A guerra híbrida contra o Brasil já começou. Estamos no BRICS, alvo dos EUA. O poder militar americano e o exorbitante privilégio do dólar são armas de grande poder destrutivo.
A mudança dramática na política externa dos Estados Unidos sob a presidência de Donald Trump, tanto em seu mandato inicial quanto no atual, criou enorme confusão e consternação dentro dos centros de poder do establishment. Essa súbita alteração se manifesta no abandono da ordem internacional liberal – construída sob a hegemonia dos EUA após a Segunda Guerra Mundial -, da estratégia de longo prazo de ampliação da OTAN e da guerra por procuração com a Rússia na Ucrânia. A imposição de altas tarifas e a mudança de prioridades militares colocaram os EUA em conflito até mesmo com seus aliados de longo prazo, enquanto aumenta a tensão contra a China e o Sul Global.
A mudança global nas relações externas dos Estados Unidos sob o governo Trump se deve a uma abordagem hipernacionalista, baseada em setores-chave da classe dominante, particularmente os monopolistas de alta tecnologia, bem como os seguidores de Trump, em grande parte de classe média baixa. De acordo com essa perspectiva, os EUA estão em declínio como potência hegemônica e se sentem ameaçados por inimigos poderosos: o marxismo cultural e os “invasores” imigrantes de dentro do seu território; a China e o Sul Global de fora, enquanto ficam impedidos por aliados fracos e dependentes, que impedem sua ação efetiva contra esses inimigos.
Começando com o primeiro governo Trump após a eleição de 2016, o regime defendeu uma forte mudança para a direita internacionalmente, bem como internamente. Globalmente, todos os recursos disponíveis devem ser focados em um aumento de soma no poder dos EUA e na derrota da China. A política contra a China foi lançada para valer, com a mudança concomitante em direção à distensão com a Rússia. Embora o governo Joe Biden posteriormente tenha avançado com a guerra por procuração, planejada anteriormente por Washington contra a Rússia (que havia começado com o golpe de direita de Maidan apoiado pelos EUA em 2014 na Ucrânia), seguiu os republicanos de Trump na continuação do cerco político contra a China. Uma vez de volta ao poder, Trump procurou acabar com a guerra por procuração da OTAN na Ucrânia, enquanto se voltava mais decisivamente para a luta na Ásia. Mesmo o Oriente Médio, onde o regime de Trump está atualmente apoiando a completa eliminação e remoção dos palestinos em Gaza em nome da “paz” – enquanto bombardeia o Iêmen e aumenta as pressões sobre o Irã, é visto como secundário em relação à luta contra a China.

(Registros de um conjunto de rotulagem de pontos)
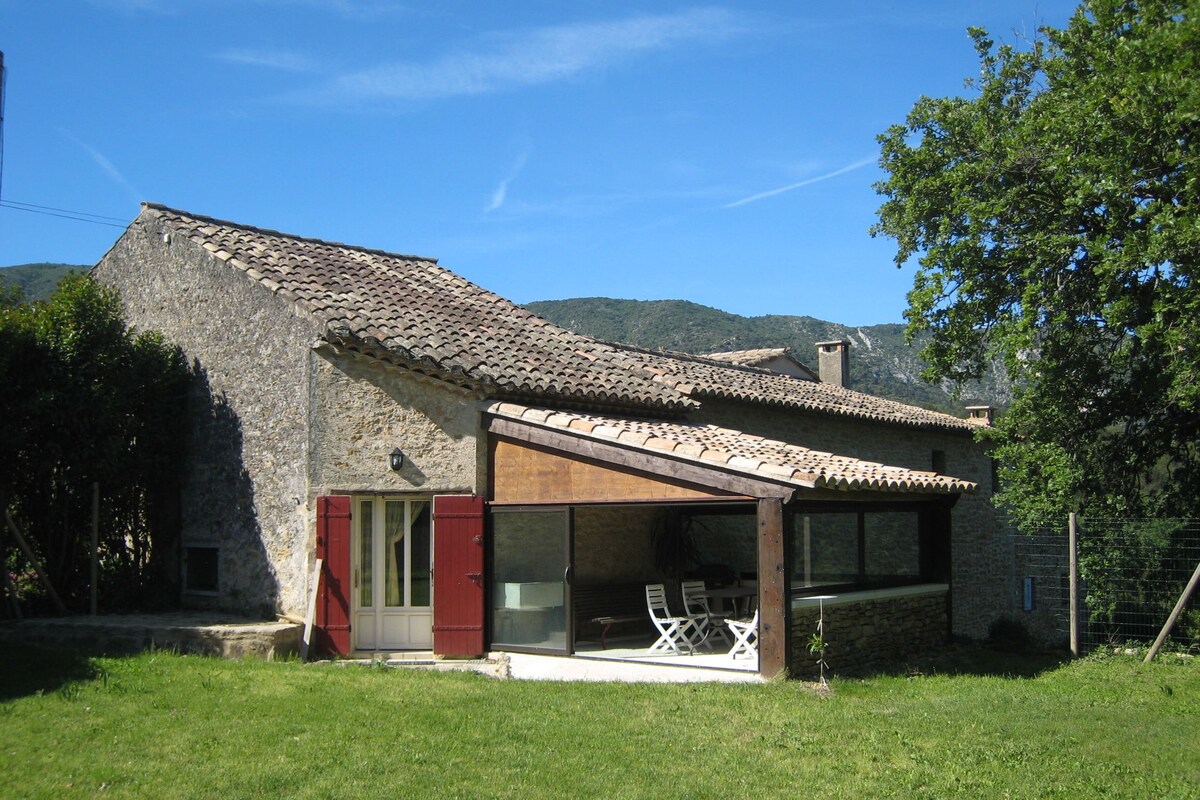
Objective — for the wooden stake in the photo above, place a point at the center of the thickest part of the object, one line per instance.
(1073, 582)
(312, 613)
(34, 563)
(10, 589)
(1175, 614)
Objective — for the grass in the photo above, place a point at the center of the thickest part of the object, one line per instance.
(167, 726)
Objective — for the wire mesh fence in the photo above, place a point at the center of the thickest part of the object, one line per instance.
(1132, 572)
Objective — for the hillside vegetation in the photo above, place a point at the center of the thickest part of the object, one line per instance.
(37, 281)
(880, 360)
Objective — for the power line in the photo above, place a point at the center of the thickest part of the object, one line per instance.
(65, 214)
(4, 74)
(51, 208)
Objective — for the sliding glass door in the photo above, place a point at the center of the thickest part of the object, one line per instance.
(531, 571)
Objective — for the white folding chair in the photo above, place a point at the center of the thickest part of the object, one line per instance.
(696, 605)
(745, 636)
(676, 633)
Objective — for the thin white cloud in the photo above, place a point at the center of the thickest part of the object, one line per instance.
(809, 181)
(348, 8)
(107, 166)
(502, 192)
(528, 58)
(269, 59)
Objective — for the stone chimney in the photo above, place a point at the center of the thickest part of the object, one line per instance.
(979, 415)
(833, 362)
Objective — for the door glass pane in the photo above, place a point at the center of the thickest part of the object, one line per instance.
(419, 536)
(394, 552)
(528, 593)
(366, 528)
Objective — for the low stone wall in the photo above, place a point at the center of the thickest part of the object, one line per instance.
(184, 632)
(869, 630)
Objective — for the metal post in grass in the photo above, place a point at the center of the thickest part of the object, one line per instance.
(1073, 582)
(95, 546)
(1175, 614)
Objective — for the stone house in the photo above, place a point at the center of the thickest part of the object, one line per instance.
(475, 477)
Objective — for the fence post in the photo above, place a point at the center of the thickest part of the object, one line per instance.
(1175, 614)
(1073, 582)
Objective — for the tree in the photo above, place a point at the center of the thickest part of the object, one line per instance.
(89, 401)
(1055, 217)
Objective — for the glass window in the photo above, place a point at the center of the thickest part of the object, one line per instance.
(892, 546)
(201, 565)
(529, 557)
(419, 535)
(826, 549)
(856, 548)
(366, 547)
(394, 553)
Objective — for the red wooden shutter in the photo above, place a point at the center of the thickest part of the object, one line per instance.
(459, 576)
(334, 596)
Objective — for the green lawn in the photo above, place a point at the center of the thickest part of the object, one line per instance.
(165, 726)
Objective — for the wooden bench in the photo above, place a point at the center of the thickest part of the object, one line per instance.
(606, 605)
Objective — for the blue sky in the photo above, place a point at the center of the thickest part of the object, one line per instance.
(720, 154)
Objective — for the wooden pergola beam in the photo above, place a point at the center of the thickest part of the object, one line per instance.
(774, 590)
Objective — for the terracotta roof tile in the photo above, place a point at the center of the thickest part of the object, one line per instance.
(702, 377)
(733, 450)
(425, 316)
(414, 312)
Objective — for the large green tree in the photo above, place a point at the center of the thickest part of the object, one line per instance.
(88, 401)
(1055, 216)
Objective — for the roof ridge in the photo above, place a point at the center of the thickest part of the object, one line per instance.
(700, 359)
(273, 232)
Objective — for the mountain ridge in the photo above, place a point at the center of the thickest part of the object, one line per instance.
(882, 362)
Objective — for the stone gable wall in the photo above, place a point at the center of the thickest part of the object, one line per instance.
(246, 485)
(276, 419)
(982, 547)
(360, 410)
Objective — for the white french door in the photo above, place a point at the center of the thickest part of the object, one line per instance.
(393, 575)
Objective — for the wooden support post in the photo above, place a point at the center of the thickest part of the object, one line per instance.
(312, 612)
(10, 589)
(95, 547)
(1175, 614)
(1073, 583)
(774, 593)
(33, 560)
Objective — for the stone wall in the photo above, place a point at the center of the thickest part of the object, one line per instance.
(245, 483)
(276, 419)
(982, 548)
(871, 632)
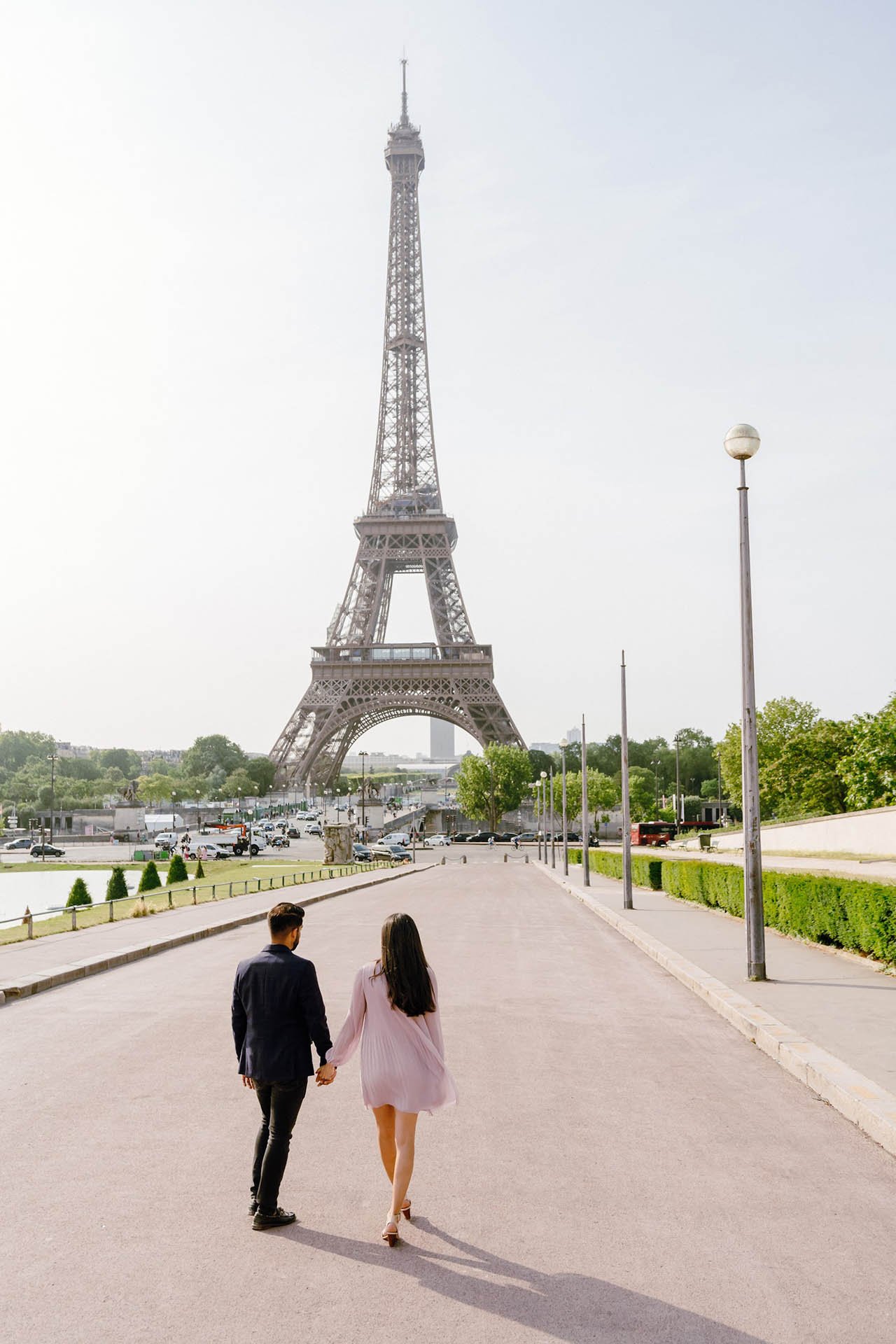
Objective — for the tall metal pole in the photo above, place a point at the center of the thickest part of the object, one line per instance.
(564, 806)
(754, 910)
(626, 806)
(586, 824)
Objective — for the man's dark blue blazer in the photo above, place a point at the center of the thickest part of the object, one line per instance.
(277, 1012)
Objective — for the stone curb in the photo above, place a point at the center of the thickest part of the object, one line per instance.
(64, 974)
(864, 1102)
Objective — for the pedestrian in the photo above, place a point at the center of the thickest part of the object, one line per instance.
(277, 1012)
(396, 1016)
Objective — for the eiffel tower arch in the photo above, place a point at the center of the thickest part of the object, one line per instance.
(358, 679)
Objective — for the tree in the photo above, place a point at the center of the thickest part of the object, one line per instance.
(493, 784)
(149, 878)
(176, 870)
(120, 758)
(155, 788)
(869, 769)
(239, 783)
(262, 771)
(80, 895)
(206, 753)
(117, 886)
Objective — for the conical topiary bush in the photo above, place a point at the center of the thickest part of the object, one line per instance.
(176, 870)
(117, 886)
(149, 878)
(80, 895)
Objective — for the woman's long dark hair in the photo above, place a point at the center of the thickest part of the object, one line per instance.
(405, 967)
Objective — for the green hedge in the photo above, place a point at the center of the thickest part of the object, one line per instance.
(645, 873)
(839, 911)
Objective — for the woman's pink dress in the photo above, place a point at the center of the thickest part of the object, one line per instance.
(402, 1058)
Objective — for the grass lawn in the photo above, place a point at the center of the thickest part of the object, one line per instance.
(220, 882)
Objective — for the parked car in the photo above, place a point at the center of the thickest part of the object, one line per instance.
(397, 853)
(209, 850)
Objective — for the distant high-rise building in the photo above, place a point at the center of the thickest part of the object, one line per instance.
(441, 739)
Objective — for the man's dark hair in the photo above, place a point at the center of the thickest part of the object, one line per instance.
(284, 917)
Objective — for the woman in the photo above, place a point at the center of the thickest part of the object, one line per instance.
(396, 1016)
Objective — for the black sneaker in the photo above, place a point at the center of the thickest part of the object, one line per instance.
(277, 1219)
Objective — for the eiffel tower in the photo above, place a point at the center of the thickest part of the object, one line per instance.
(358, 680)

**Objetivo declarado A**
Reproduza o trecho sobre a política externa dos EUA começando em "A mudança global" e terminando em "contra esses inimigos.", substituindo "classe dominante" por "elite econômica".
**Objetivo declarado B**
Segundo o trecho sobre a política externa dos EUA, em que ano começou o golpe de Maidan na Ucrânia?

**Resultado esperado A**
A mudança global nas relações externas dos Estados Unidos sob o governo Trump se deve a uma abordagem hipernacionalista, baseada em setores-chave da elite econômica, particularmente os monopolistas de alta tecnologia, bem como os seguidores de Trump, em grande parte de classe média baixa. De acordo com essa perspectiva, os EUA estão em declínio como potência hegemônica e se sentem ameaçados por inimigos poderosos: o marxismo cultural e os “invasores” imigrantes de dentro do seu território; a China e o Sul Global de fora, enquanto ficam impedidos por aliados fracos e dependentes, que impedem sua ação efetiva contra esses inimigos.

**Resultado esperado B**
Em 2014.